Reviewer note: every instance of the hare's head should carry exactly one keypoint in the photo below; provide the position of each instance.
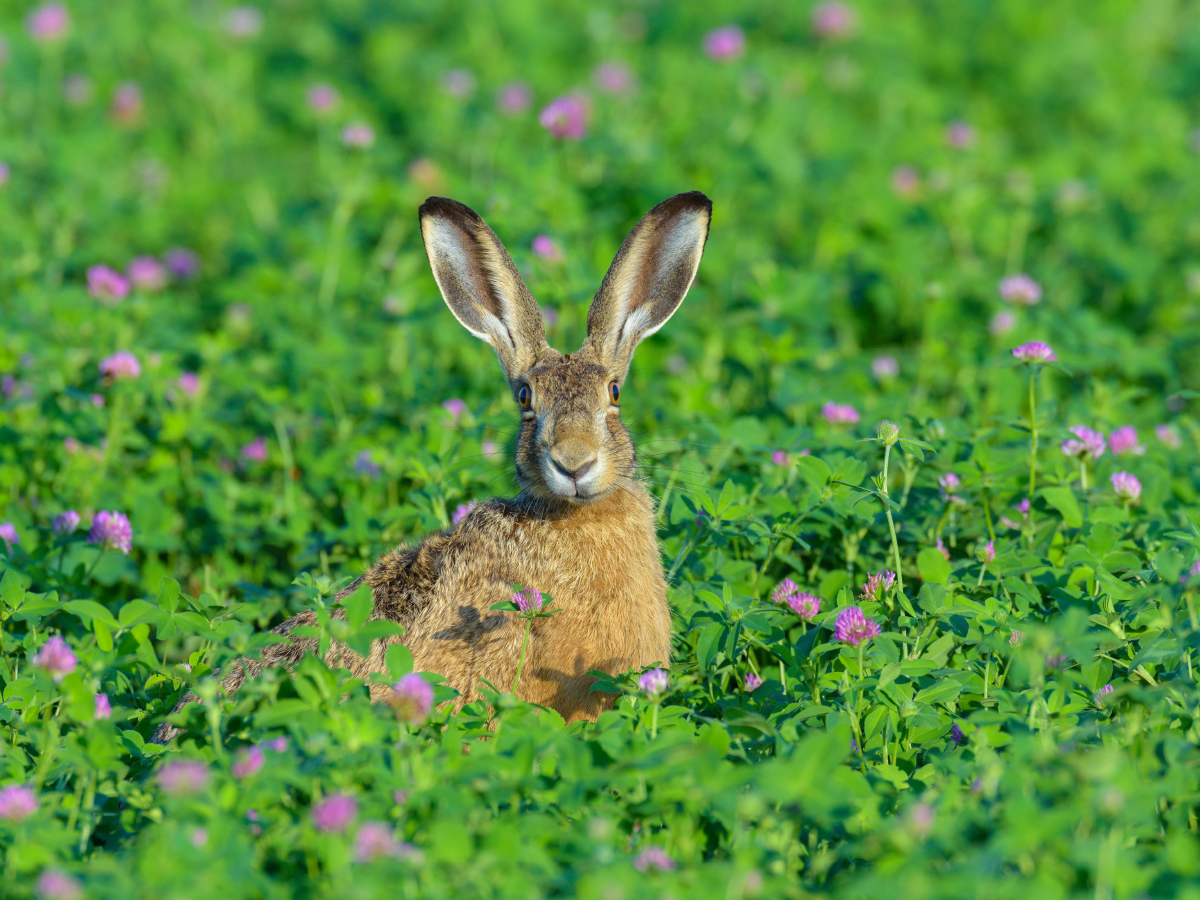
(573, 443)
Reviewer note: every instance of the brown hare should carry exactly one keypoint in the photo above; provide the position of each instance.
(582, 527)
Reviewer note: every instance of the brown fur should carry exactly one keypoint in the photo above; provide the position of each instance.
(582, 528)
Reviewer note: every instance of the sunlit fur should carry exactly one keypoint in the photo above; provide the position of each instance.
(589, 544)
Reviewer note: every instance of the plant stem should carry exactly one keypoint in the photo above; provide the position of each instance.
(1033, 432)
(525, 643)
(892, 527)
(94, 562)
(342, 213)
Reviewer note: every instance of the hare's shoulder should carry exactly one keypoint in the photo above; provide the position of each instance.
(406, 579)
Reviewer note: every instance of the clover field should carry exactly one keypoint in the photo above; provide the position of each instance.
(935, 601)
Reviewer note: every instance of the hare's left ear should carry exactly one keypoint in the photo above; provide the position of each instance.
(649, 277)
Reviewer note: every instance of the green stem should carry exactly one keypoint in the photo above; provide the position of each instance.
(341, 221)
(525, 643)
(94, 562)
(987, 514)
(1033, 433)
(683, 555)
(89, 802)
(892, 527)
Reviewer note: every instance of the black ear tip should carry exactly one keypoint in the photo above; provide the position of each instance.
(683, 202)
(448, 208)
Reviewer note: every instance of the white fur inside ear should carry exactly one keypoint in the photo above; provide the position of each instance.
(657, 259)
(450, 253)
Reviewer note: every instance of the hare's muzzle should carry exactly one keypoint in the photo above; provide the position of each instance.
(573, 469)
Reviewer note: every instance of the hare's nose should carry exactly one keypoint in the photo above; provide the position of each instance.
(579, 472)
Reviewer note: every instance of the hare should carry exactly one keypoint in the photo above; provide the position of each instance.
(581, 529)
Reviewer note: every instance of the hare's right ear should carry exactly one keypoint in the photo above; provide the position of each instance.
(480, 283)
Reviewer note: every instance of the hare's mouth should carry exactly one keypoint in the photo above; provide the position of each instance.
(575, 480)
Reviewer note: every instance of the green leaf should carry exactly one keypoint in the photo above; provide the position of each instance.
(708, 643)
(1102, 539)
(934, 568)
(103, 636)
(940, 693)
(168, 593)
(891, 672)
(136, 612)
(358, 605)
(89, 610)
(1063, 499)
(850, 471)
(814, 471)
(12, 592)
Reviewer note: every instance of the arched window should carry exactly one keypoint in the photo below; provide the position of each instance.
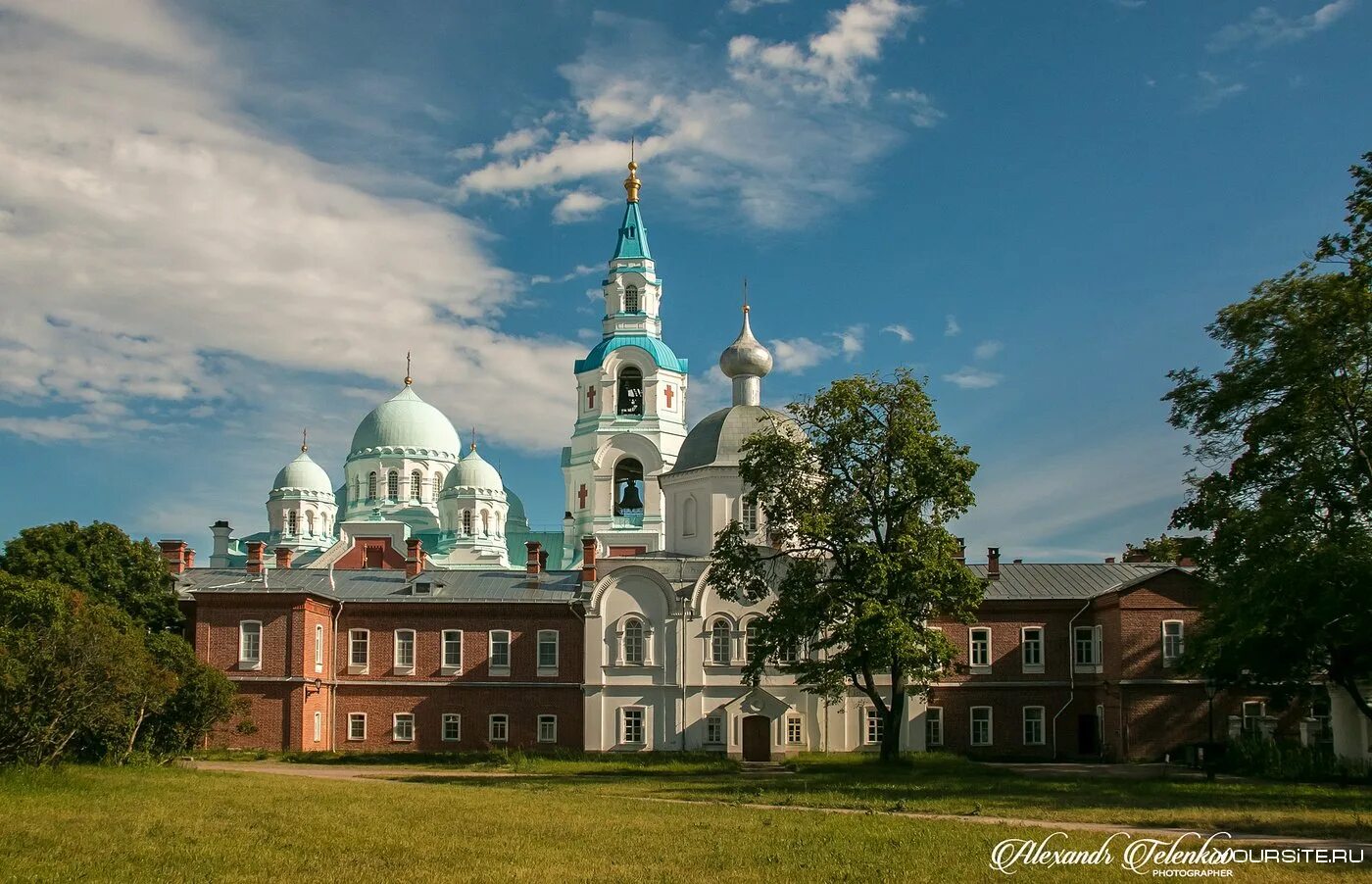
(719, 634)
(630, 391)
(633, 641)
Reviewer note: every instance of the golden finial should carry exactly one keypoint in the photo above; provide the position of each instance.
(631, 182)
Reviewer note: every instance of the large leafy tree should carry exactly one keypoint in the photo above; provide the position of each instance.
(103, 563)
(1285, 438)
(859, 561)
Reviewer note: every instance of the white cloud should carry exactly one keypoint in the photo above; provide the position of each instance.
(988, 349)
(160, 250)
(737, 132)
(1266, 27)
(578, 206)
(799, 353)
(971, 377)
(1214, 91)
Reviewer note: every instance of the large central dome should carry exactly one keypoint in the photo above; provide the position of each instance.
(407, 424)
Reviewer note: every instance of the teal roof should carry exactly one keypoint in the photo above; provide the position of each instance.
(656, 348)
(633, 236)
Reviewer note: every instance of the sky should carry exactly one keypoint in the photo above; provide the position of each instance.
(223, 222)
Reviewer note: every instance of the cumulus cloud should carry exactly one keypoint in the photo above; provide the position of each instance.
(751, 129)
(161, 254)
(899, 331)
(1266, 27)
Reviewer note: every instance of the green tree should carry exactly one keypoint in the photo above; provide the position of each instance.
(102, 562)
(859, 559)
(1285, 487)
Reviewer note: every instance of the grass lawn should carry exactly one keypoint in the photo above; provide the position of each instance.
(174, 824)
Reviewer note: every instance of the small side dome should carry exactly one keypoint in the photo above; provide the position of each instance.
(747, 356)
(304, 473)
(473, 472)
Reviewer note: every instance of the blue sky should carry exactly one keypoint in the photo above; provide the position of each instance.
(220, 222)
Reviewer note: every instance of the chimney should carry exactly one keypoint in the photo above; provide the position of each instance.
(256, 549)
(414, 558)
(173, 552)
(587, 559)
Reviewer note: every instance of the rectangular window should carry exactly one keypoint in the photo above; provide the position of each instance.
(548, 652)
(631, 725)
(1031, 648)
(715, 729)
(405, 650)
(874, 726)
(452, 652)
(981, 725)
(1173, 641)
(933, 726)
(500, 652)
(250, 644)
(359, 644)
(980, 648)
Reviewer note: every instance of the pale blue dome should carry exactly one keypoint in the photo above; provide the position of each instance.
(407, 424)
(304, 473)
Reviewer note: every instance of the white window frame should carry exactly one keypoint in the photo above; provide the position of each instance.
(971, 726)
(1032, 667)
(971, 650)
(244, 661)
(448, 640)
(405, 668)
(353, 666)
(558, 651)
(1024, 725)
(1179, 641)
(494, 670)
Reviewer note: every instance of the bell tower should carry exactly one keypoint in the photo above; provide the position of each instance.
(631, 405)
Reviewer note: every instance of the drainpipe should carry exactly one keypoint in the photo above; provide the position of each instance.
(1072, 674)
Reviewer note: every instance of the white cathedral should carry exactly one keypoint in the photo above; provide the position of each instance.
(645, 494)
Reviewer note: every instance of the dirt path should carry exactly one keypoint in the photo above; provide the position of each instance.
(412, 774)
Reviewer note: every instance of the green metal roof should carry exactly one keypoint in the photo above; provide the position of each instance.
(656, 348)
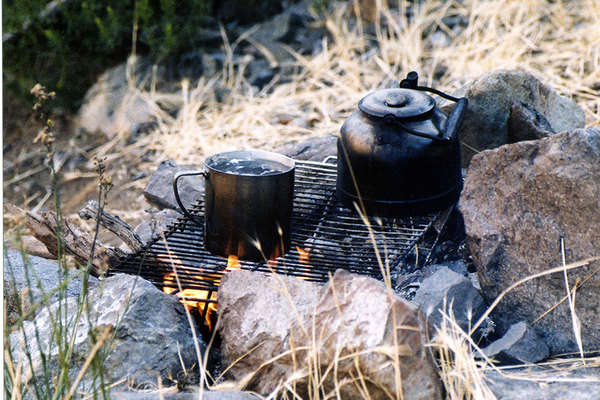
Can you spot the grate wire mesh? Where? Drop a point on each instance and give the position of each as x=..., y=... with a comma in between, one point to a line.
x=325, y=237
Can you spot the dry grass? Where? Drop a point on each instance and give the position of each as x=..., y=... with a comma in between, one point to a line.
x=559, y=42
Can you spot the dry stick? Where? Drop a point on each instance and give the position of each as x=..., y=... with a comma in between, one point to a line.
x=114, y=224
x=538, y=275
x=44, y=227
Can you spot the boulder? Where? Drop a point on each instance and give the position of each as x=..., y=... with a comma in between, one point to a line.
x=490, y=99
x=520, y=344
x=313, y=149
x=159, y=189
x=111, y=107
x=446, y=291
x=149, y=335
x=518, y=202
x=545, y=382
x=363, y=339
x=256, y=314
x=527, y=123
x=31, y=283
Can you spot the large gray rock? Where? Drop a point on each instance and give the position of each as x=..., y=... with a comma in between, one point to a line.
x=526, y=123
x=451, y=293
x=520, y=344
x=352, y=327
x=31, y=283
x=256, y=313
x=546, y=383
x=490, y=99
x=206, y=395
x=518, y=202
x=150, y=337
x=111, y=106
x=159, y=189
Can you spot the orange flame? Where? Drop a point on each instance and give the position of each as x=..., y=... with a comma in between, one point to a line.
x=185, y=295
x=303, y=255
x=233, y=263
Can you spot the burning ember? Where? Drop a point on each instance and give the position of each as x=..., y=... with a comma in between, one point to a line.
x=303, y=255
x=205, y=301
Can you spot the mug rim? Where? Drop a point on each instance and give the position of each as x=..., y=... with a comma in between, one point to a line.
x=286, y=161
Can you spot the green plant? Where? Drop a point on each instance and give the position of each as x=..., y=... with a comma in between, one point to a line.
x=66, y=48
x=30, y=368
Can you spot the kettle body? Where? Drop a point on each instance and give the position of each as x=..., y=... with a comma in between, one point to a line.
x=399, y=155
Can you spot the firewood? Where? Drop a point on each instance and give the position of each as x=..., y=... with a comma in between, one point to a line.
x=114, y=224
x=45, y=227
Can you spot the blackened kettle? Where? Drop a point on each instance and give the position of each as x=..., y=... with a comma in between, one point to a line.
x=399, y=154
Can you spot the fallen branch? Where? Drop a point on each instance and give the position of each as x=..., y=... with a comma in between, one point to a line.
x=114, y=224
x=45, y=228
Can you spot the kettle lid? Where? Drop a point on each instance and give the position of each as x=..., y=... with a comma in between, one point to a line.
x=399, y=103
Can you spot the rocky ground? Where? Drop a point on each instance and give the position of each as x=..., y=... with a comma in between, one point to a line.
x=530, y=203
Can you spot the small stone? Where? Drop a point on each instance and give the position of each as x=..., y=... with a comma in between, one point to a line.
x=448, y=292
x=313, y=149
x=520, y=344
x=28, y=279
x=286, y=324
x=439, y=39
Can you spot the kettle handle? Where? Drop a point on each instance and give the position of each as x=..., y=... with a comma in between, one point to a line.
x=455, y=119
x=457, y=114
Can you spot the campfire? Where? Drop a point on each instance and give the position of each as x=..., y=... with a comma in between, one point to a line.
x=325, y=236
x=203, y=301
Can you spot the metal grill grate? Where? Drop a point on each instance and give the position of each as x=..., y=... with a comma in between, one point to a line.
x=325, y=237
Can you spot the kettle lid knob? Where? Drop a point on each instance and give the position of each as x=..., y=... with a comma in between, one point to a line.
x=398, y=103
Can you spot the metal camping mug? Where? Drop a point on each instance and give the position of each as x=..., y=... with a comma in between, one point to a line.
x=248, y=200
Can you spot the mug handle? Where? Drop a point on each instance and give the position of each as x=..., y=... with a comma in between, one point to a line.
x=178, y=175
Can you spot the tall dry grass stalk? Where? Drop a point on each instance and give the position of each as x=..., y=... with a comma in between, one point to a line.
x=559, y=42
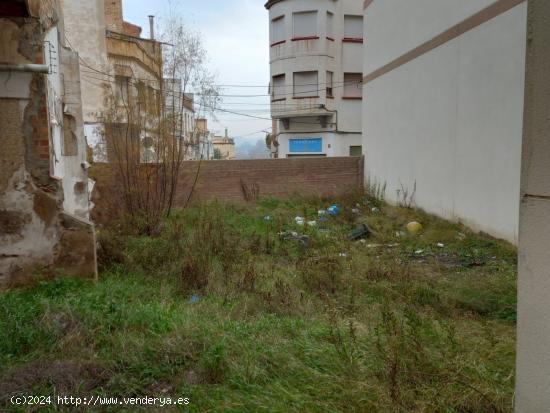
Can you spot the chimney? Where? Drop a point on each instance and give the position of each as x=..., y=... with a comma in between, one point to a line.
x=152, y=27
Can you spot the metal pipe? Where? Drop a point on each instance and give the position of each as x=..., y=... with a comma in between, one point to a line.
x=25, y=67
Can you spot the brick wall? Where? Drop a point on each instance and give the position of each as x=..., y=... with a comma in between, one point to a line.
x=223, y=180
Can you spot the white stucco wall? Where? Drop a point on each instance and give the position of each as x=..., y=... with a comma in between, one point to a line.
x=451, y=119
x=85, y=31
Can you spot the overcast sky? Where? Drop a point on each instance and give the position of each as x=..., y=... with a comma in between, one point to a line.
x=236, y=36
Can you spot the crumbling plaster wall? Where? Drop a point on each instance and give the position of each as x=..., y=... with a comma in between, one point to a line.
x=35, y=231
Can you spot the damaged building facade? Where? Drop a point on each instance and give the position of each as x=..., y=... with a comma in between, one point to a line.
x=44, y=202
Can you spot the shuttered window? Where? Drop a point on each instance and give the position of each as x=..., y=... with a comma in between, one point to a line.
x=305, y=24
x=353, y=27
x=278, y=30
x=306, y=84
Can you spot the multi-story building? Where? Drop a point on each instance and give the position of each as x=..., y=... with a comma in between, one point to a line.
x=223, y=147
x=316, y=73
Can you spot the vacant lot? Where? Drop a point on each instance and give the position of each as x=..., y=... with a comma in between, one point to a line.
x=223, y=309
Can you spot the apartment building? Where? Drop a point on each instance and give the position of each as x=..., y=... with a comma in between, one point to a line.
x=44, y=205
x=316, y=49
x=223, y=147
x=443, y=107
x=119, y=69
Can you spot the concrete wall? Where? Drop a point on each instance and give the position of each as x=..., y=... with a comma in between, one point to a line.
x=533, y=357
x=223, y=180
x=329, y=52
x=450, y=118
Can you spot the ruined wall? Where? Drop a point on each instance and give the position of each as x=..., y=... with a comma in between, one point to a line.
x=33, y=224
x=223, y=180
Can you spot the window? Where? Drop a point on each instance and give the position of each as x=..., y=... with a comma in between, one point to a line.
x=305, y=24
x=278, y=88
x=330, y=76
x=353, y=85
x=356, y=150
x=278, y=33
x=306, y=84
x=142, y=94
x=330, y=26
x=121, y=92
x=353, y=28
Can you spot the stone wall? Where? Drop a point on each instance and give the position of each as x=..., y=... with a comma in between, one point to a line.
x=33, y=224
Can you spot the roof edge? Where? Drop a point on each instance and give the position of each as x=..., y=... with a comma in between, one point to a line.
x=271, y=3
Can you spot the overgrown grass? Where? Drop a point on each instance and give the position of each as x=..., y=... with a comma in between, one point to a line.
x=219, y=308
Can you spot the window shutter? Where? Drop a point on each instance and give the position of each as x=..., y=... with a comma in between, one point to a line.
x=352, y=85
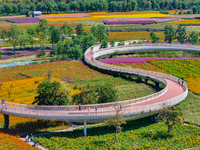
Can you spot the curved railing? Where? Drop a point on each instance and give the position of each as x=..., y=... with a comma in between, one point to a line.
x=106, y=110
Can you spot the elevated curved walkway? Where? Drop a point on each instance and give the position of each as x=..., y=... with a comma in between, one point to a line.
x=173, y=93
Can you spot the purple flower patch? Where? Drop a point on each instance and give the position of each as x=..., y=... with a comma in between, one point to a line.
x=139, y=59
x=23, y=20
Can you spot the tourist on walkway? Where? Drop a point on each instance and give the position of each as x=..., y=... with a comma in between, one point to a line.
x=27, y=138
x=31, y=137
x=79, y=107
x=88, y=110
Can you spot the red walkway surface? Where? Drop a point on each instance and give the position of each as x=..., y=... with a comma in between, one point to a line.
x=174, y=89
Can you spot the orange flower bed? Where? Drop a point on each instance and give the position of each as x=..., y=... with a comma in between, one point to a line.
x=145, y=66
x=68, y=19
x=193, y=84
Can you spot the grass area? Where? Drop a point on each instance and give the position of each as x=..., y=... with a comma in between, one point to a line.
x=137, y=35
x=126, y=88
x=191, y=109
x=189, y=70
x=137, y=134
x=140, y=27
x=10, y=142
x=145, y=66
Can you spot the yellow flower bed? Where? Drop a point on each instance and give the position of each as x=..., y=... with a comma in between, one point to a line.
x=92, y=13
x=23, y=91
x=194, y=84
x=186, y=21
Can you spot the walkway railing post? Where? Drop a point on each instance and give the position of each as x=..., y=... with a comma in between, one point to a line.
x=85, y=128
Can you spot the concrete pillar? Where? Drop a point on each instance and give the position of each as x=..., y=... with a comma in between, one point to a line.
x=85, y=128
x=6, y=121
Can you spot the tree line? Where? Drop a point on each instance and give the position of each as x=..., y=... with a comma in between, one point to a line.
x=180, y=34
x=63, y=39
x=58, y=6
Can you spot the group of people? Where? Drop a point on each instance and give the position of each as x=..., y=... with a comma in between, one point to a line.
x=79, y=107
x=30, y=138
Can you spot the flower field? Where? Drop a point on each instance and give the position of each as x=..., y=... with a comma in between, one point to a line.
x=10, y=142
x=145, y=66
x=187, y=21
x=137, y=35
x=138, y=134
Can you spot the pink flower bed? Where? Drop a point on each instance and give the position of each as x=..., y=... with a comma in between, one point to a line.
x=7, y=53
x=139, y=59
x=65, y=16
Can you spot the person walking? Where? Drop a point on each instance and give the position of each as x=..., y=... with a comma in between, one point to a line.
x=27, y=138
x=88, y=110
x=96, y=110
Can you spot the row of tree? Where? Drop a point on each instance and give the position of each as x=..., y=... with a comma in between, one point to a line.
x=180, y=34
x=62, y=39
x=59, y=93
x=52, y=6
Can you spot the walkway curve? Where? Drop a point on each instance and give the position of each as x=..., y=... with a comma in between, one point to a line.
x=172, y=94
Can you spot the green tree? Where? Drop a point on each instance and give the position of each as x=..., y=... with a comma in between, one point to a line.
x=104, y=44
x=170, y=116
x=112, y=43
x=106, y=93
x=52, y=93
x=79, y=29
x=65, y=31
x=116, y=121
x=181, y=34
x=13, y=35
x=154, y=37
x=88, y=95
x=32, y=34
x=55, y=35
x=169, y=33
x=193, y=38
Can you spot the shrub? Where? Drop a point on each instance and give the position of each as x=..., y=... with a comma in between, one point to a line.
x=40, y=54
x=104, y=44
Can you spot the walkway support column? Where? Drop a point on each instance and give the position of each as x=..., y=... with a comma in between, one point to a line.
x=85, y=128
x=6, y=121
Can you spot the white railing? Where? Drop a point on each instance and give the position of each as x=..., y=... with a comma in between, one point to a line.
x=131, y=111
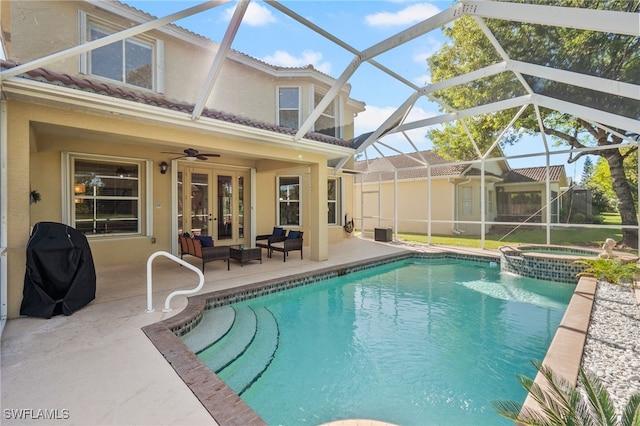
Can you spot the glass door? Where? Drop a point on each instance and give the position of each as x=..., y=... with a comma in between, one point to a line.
x=216, y=199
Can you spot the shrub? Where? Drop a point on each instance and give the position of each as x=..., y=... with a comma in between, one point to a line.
x=562, y=403
x=613, y=270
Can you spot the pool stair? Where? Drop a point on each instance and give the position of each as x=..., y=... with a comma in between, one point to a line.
x=243, y=351
x=215, y=324
x=251, y=364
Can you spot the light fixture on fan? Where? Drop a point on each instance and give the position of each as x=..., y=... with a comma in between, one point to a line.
x=191, y=154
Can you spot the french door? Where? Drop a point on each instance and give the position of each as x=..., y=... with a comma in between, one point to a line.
x=212, y=201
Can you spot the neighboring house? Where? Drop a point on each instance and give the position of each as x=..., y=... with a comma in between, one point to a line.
x=445, y=195
x=91, y=132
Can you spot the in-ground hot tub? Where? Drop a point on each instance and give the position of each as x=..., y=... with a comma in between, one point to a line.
x=553, y=263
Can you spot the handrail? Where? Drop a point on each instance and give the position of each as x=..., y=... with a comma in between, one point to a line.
x=167, y=302
x=503, y=248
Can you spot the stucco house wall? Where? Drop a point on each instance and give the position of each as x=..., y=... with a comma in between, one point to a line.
x=49, y=116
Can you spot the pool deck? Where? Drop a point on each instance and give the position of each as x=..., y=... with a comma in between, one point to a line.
x=97, y=367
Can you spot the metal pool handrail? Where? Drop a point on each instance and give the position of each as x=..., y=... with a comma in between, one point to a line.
x=503, y=248
x=167, y=302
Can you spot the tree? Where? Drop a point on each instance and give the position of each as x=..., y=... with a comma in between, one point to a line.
x=610, y=56
x=587, y=171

## Your goal
Repeat each line, unchanged, from the line that contains "Can you spot the tree?" to the end of the listing above.

## Answer below
Can you spot the tree? Where? Drop a point on each instance and give the position of each as x=..., y=... with a comma in between, one point to a line.
x=610, y=56
x=587, y=171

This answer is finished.